**PROBLEM TO WORK ON:**
Please return each record below exactly, with nothing left out.

Extracted data entries:
*** Block opens ***
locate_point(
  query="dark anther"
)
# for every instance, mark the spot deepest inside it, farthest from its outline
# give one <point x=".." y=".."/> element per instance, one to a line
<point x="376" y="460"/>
*** Block closes ***
**REPLY:**
locate_point(
  query="dark anther"
)
# for every instance, mark the spot deepest inside it, farthest from its outline
# give one <point x=".." y=".."/> element per instance, one to a line
<point x="376" y="460"/>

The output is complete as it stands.